• **Task requirements**:
Rewrite all the records below, swapping "a tab character" for "a single tab" wherever it occurs and leaving every other word and number untouched.

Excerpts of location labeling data

-=-=-

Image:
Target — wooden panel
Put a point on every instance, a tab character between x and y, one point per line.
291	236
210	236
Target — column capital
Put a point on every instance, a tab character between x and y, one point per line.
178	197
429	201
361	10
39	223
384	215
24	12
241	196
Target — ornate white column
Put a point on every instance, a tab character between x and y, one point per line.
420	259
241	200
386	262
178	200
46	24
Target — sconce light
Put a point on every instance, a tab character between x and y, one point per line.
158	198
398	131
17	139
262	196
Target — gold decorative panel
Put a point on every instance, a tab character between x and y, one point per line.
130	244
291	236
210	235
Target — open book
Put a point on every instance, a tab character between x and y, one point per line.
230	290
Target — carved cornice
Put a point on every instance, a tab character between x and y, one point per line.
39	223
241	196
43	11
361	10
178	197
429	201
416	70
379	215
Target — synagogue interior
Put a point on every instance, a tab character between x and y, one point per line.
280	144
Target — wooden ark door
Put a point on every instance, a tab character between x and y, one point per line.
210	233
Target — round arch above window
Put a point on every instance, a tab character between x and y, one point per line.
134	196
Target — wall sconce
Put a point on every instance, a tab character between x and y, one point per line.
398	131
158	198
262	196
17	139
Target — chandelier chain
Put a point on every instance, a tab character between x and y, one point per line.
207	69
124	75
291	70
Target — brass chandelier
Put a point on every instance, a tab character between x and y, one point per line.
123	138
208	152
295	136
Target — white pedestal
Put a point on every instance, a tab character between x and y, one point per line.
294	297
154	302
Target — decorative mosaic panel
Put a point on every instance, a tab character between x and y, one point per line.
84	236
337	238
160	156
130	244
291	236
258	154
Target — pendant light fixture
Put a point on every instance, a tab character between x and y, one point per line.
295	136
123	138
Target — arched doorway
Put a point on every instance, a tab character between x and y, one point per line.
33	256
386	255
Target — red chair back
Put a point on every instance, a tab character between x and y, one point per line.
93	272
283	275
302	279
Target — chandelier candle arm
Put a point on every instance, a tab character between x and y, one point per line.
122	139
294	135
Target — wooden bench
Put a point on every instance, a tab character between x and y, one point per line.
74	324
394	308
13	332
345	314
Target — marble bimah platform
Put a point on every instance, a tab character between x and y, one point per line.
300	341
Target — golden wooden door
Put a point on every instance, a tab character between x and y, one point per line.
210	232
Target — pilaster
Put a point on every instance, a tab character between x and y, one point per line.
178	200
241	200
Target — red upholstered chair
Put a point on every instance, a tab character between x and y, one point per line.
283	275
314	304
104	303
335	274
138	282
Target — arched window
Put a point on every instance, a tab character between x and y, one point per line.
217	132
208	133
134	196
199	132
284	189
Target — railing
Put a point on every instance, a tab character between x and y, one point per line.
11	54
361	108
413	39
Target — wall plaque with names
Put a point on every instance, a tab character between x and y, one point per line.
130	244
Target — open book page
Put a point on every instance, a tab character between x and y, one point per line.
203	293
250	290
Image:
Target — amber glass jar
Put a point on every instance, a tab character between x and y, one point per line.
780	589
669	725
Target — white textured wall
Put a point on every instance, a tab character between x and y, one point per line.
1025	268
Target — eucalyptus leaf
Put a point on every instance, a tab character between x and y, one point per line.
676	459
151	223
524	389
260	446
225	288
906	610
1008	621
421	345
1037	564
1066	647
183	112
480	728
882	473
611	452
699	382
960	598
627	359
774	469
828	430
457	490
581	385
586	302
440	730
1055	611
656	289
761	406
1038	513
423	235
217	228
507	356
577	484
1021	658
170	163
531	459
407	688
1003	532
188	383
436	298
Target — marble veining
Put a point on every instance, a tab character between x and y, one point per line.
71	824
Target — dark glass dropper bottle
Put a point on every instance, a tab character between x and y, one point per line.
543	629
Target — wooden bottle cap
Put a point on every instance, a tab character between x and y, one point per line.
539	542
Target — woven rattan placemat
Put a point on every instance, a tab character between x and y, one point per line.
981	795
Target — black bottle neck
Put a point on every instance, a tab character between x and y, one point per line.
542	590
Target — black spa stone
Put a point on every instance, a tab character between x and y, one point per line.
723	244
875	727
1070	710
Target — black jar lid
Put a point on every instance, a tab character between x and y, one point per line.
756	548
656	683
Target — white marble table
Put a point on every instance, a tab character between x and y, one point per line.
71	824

-=-=-

• **Task response**:
Image:
Target — wooden panel
Put a point on every instance, a single tab between x and y, one point per line.
291	236
210	236
Target — column capital
Put a point on every instance, a single tab between x and y, one point per line.
178	197
429	201
361	10
39	223
384	215
24	12
241	196
Target — ornate white column
Put a point on every instance, a single tab between x and y, one point per line.
420	259
241	200
386	262
178	200
46	24
Target — sconce light
Put a point on every instance, a single tab between x and y, one point per line.
158	198
398	131
17	139
262	196
Target — gold decorative panel
Put a point on every instance, a single tab between x and y, one point per line.
130	244
291	236
210	235
Target — open book
Put a point on every instance, a single tab between x and y, one point per line.
230	290
Target — carved cornice
Put a point on every instance, a single tab between x and y, one point per line.
39	223
241	196
43	11
361	10
178	197
429	201
416	70
379	215
Target — synagogue interior
Put a point on every instance, a single tab between x and y, one point per line.
280	144
Target — wooden ark door
Put a point on every instance, a single tab between x and y, one point per line.
210	233
Target — round arch above window
Put a point on every instance, a single tab between x and y, one point per line.
134	196
Target — wall sconce
Put a point on every instance, a single tab between x and y, one point per line.
398	131
158	198
262	196
17	139
Target — chandelier chain
Put a point on every instance, a single tab between x and y, one point per line.
207	69
124	75
291	70
Target — brass chandelier
Put a point on every instance, a single tab between x and y, one point per line.
123	138
208	152
295	136
Target — white pedestal
Put a point on every instance, a single tab between x and y, one point per line.
294	297
154	302
Target — decorative mosaic panel
Put a point on every instance, a single tab between x and y, one point per line.
84	236
337	238
160	156
130	244
291	236
258	154
Target — pendant light fixture
Put a point on every instance, a single tab between x and y, one point per line.
295	136
123	138
Target — arched doorway
Put a point on every instance, a single tab between x and y, one point per line.
33	256
386	255
Target — red chair back
Put a point on every instance, a single tab between x and y, one point per line.
93	272
283	275
302	279
Target — chandelier candle arm
Put a point on every instance, a single tab between x and y, one point per line.
122	139
294	135
Target — wooden bench
Put a point on every instance, a single tab between x and y, one point per line.
74	324
394	308
13	332
345	314
Target — marble bimah platform
Put a point on every instance, a single tab between x and y, one point per line.
300	341
Target — golden wooden door
Put a point on every instance, a single tab between x and y, one point per line.
210	232
Target — pilaster
Put a point on every instance, a single tab between x and y, one point per line.
178	200
241	200
Target — red upholstered chair
Put a point on every instance, a single tab between x and y, one point per line.
283	275
314	304
104	303
335	274
138	282
Target — arched window
Put a point on every instance, a single tab between x and y, one point per line.
217	132
208	133
134	196
199	132
284	189
Target — railing
Put a point on every instance, a single tab between x and y, one point per line.
11	54
361	108
413	39
Target — wall plaque with names
Put a point on every instance, a single tab between x and y, one point per line.
130	244
Target — open book page
Put a point on every instance, a single tab between x and y, one point per line.
203	293
250	290
Image:
Target — amber glass jar
Put a point on every instance, a single tab between x and y, one point per line.
780	589
669	725
Target — white textured wall
Put a point on every instance, a single tab between x and y, one point per line.
1025	268
Target — eucalyptus leaf
Put a point on every instance, a single tab between x and y, one point per line.
676	459
151	223
524	389
260	446
225	288
906	610
1008	621
421	345
1037	564
1066	647
183	112
480	728
882	473
611	452
699	382
960	598
627	359
774	469
828	430
457	490
581	385
586	302
440	730
1055	611
656	289
761	406
1038	513
423	235
217	228
507	356
577	484
1021	658
170	163
531	459
407	688
1003	532
188	383
436	298
Target — marble veining
Put a point on every instance, a single tab between x and y, one point per line.
71	824
Target — dark glass dropper bottle
Put a point on every instance, a single tab between x and y, one point per line.
543	629
Target — wooden bottle cap
Put a point on every instance, a single tab between x and y, one point per line.
539	542
Target — woven rattan placemat
Put a point on every instance, a single tab between x and y, one point per line.
981	795
Target — black bottle neck
Put a point on every instance, a single tab between x and y, one point per line.
542	590
Target — black spa stone
Put a point on every instance, a single tab between x and y, one point per line.
723	244
875	727
1070	710
Target — black jar lid
Put a point on every instance, a single tab between x and y, one point per line.
756	548
656	683
Target — white marble table
Put a point on every instance, a single tab between x and y, one point per line.
71	824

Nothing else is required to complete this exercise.